TASK ITEM
Every line from the one containing "Each instance of the ceiling" down to the last line of the listing below should be restated exactly, and nothing else.

DATA EXTRACTS
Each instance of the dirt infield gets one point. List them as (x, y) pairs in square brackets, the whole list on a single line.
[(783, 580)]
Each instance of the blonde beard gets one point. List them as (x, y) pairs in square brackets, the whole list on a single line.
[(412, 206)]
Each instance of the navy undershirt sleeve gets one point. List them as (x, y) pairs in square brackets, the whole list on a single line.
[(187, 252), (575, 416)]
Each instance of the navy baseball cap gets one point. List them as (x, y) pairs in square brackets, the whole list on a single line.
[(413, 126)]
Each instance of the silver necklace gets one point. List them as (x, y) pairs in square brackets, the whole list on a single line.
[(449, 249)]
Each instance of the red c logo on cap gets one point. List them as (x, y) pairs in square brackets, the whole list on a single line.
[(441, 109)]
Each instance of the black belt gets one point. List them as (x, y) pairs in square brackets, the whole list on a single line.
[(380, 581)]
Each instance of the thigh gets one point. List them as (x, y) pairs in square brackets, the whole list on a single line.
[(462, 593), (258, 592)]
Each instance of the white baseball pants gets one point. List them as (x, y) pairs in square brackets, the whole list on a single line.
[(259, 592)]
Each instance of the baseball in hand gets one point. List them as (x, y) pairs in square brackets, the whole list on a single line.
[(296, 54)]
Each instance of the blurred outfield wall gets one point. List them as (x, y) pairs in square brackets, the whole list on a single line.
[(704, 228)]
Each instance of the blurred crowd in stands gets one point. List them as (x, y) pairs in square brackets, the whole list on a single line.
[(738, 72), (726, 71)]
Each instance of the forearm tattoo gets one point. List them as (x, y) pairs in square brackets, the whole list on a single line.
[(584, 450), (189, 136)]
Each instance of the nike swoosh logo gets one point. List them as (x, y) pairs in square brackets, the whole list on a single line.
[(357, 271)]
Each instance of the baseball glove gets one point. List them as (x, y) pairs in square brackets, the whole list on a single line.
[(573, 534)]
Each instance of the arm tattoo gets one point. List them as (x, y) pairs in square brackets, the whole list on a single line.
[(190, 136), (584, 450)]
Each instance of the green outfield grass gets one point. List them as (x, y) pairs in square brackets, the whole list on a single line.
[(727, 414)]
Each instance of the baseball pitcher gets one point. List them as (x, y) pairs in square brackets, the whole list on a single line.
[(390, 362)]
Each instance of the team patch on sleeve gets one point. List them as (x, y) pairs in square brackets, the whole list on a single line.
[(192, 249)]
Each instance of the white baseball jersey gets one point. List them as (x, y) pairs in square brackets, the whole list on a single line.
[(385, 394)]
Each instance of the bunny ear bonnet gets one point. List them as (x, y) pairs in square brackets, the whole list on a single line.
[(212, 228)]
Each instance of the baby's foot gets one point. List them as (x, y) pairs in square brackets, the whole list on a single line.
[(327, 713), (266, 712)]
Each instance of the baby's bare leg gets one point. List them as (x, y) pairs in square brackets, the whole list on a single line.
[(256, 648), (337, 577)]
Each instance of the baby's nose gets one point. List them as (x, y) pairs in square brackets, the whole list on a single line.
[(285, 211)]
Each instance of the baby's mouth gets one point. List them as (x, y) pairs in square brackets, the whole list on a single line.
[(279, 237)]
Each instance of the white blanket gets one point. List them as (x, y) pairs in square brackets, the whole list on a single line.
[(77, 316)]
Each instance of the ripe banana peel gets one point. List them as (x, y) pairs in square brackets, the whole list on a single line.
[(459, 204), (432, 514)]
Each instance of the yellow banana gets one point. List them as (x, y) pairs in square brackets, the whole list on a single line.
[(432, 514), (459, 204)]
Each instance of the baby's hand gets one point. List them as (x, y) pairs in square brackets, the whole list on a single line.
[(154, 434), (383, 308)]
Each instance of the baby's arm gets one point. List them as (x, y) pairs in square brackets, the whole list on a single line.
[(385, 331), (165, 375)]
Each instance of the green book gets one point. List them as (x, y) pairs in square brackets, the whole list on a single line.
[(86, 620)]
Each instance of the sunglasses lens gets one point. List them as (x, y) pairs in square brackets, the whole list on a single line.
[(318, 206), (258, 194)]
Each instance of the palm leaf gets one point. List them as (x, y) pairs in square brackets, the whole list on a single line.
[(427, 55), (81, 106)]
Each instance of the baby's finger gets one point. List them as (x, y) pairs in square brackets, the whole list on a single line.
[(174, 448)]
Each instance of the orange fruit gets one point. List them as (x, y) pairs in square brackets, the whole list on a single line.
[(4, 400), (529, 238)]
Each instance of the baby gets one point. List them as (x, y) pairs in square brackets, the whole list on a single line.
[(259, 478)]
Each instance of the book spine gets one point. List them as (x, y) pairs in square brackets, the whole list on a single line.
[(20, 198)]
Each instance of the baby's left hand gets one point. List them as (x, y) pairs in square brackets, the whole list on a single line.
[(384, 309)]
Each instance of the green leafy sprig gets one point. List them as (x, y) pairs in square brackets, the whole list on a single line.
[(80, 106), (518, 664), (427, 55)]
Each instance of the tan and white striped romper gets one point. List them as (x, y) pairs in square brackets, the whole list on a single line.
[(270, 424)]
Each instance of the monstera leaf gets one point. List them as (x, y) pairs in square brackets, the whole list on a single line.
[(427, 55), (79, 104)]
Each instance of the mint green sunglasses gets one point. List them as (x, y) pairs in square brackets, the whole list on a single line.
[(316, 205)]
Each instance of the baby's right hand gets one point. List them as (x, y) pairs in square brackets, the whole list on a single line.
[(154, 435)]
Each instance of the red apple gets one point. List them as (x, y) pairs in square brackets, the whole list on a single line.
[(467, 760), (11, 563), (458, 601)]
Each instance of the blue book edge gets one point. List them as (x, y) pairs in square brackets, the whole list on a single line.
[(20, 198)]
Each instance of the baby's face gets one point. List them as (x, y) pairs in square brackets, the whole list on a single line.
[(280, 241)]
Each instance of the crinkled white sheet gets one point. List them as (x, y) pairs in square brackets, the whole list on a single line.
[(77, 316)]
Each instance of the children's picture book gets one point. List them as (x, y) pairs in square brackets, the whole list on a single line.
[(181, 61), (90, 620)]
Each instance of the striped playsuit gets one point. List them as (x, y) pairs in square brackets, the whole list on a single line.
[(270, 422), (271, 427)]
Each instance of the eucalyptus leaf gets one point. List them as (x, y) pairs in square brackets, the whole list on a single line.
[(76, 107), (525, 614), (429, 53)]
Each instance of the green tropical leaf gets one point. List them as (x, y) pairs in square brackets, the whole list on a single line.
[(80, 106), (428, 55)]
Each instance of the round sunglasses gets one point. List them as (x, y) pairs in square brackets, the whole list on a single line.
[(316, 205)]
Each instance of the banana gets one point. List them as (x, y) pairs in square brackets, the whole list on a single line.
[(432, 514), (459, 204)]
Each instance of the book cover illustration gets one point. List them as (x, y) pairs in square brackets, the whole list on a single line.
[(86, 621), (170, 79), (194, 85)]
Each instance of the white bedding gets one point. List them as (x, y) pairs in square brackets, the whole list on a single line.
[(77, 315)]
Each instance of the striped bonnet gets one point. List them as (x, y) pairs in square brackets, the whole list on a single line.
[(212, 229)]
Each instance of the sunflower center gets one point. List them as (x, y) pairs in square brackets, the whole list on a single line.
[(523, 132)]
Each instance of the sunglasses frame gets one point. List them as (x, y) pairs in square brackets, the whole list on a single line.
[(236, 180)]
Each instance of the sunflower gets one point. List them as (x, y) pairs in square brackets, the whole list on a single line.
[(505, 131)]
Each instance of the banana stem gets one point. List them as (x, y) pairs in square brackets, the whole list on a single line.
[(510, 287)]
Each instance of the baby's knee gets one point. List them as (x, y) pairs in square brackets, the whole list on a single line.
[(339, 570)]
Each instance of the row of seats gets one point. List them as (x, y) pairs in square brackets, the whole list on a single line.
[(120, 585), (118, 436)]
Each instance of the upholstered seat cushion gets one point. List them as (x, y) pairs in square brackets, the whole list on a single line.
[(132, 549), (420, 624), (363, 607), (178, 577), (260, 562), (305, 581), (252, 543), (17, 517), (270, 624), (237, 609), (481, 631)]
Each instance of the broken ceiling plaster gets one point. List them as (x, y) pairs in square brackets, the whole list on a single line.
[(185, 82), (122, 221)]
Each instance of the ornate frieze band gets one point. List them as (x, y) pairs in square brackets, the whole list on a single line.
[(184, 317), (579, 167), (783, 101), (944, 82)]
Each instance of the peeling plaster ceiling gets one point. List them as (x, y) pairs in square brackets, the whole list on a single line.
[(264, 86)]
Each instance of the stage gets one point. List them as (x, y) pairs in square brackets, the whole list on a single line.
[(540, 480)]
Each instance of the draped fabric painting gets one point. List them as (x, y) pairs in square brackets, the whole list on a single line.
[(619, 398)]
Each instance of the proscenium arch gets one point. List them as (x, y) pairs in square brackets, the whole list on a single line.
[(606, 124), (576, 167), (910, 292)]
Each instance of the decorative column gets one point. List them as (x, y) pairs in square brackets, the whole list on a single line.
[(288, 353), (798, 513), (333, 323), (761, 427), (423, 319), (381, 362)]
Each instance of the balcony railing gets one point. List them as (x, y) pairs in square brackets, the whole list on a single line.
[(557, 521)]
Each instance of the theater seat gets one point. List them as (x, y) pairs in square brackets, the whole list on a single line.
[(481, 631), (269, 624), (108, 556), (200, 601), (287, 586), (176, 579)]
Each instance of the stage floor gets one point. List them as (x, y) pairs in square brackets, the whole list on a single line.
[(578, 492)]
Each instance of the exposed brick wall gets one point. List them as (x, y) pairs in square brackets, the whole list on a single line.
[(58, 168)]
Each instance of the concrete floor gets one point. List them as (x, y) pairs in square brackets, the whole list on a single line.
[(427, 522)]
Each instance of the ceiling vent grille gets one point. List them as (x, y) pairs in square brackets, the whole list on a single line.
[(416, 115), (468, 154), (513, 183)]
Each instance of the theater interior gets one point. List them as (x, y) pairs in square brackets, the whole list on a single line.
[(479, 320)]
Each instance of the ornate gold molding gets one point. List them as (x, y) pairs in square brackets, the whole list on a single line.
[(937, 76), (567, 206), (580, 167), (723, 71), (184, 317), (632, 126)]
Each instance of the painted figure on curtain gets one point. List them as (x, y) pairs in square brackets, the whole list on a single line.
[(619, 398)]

WORKED SOLUTION
Each instance of the ceiling vent grille gets one point. List them as (x, y) pairs in square brackets, the whole list on a single line.
[(416, 115), (468, 154), (513, 183)]
Each instance of the theater interior gets one point. List them as (x, y) pairs in square brackets, the whole list on a single line.
[(479, 320)]
Each instance of the ornate gold molding gets one point. List them as (x, y) pairs in square brackets, the whole list on a single line.
[(937, 76), (567, 206), (580, 167), (723, 71), (184, 317), (632, 126)]
Each instance of the painted figure on curtain gets one point. List them as (x, y) pairs in square brackets, the whole list on a single line.
[(619, 398)]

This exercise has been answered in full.